--- DOCUMENT EXCERPT ---
Gilles Duceppe's mother, 93, found dead of hypothermia outside Montreal seniors' residence

As an intense snowstorm swept into Montreal early Sunday morning, an alarm at Hélène Rowley Hotte's luxury seniors' residence sent her out into the bitter cold. Locked out, she was found dead seven hours later.

Hélène Rowley Hotte was locked outside in bitter cold after responding to early morning alarm

Hélène Rowley Hotte and son Gilles Duceppe in 2006. Rowley Hotte was identified as the woman found in the snow outside an east Montreal seniors' residence Sunday morning. (Radio-Canada)

Just as an intense snowstorm swept into Montreal early Sunday morning, an alarm at Hélène Rowley Hotte's luxury seniors' residence sent her out into the bitter cold.

Locked out, the 93-year-old mother of former Bloc Qué​bé​cois leader Gilles Duceppe was found dead seven hours later.

Rowley Hotte's death has prompted an outpouring of support for Duceppe from across the political spectrum and raised questions about safety protocols at seniors' homes after building alarms sound and residents venture out in all kinds of weather.

"My condolences go to Mr. Duceppe and his entire family," Prime Minister Justin Trudeau told reporters Monday afternoon.

Rowley Hotte was a resident of Lux Gouverneur, a high-end seniors' residence in Montreal's east end.

Montreal police said she likely vacated the building through a back door after an alarm sounded at 4:15 a.m. ET.

Because she was hard of hearing, police suspect she didn't hear the audio announcement that her building — one of three in the seniors' housing complex — was not being evacuated.

It was –19 C, but the wind chill made it feel more like –32, according to Environment Canada.

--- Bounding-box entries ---

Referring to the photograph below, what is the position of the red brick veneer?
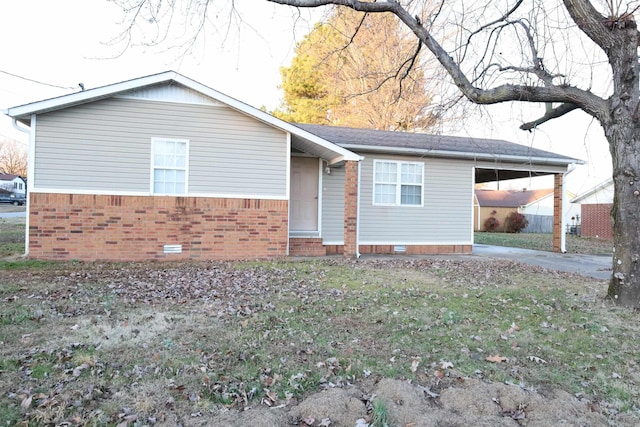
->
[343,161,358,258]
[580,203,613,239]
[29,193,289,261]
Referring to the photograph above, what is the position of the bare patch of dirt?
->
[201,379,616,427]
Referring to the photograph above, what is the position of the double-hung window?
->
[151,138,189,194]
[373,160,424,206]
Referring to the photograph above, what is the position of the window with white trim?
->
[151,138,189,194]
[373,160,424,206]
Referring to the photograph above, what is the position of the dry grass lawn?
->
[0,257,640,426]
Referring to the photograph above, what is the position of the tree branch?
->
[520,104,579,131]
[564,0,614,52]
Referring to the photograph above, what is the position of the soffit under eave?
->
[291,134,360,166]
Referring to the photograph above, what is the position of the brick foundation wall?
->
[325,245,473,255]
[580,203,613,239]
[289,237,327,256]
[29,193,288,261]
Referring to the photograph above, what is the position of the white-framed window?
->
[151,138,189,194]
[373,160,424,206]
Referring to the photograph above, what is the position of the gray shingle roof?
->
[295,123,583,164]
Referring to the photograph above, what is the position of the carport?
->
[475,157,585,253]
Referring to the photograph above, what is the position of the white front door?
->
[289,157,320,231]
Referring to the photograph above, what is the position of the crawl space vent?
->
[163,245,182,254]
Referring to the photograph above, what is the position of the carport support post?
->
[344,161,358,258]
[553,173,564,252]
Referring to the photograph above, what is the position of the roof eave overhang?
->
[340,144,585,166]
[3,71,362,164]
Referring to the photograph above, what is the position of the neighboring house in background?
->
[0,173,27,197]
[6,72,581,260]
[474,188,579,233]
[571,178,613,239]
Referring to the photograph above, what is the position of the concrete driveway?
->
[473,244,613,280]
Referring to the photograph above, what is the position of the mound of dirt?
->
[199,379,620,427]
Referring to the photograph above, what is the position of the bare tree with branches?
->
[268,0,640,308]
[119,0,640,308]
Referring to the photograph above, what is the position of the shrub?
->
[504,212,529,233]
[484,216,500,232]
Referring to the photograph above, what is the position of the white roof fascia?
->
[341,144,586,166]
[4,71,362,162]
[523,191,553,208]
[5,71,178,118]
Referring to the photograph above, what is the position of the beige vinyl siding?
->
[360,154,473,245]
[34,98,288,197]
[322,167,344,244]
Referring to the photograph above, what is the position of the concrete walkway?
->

--- BRIEF A ---
According to the article about Hélène Rowley Hotte's death, at what time did the alarm sound at her residence?
--- BRIEF B ---
Reproduce the article about Hélène Rowley Hotte's death word for word, everything from "Rowley Hotte was a" down to "4:15 a.m. ET.".

--- OUTPUT A ---
4:15 a.m. ET

--- OUTPUT B ---
Rowley Hotte was a resident of Lux Gouverneur, a high-end seniors' residence in Montreal's east end.

Montreal police said she likely vacated the building through a back door after an alarm sounded at 4:15 a.m. ET.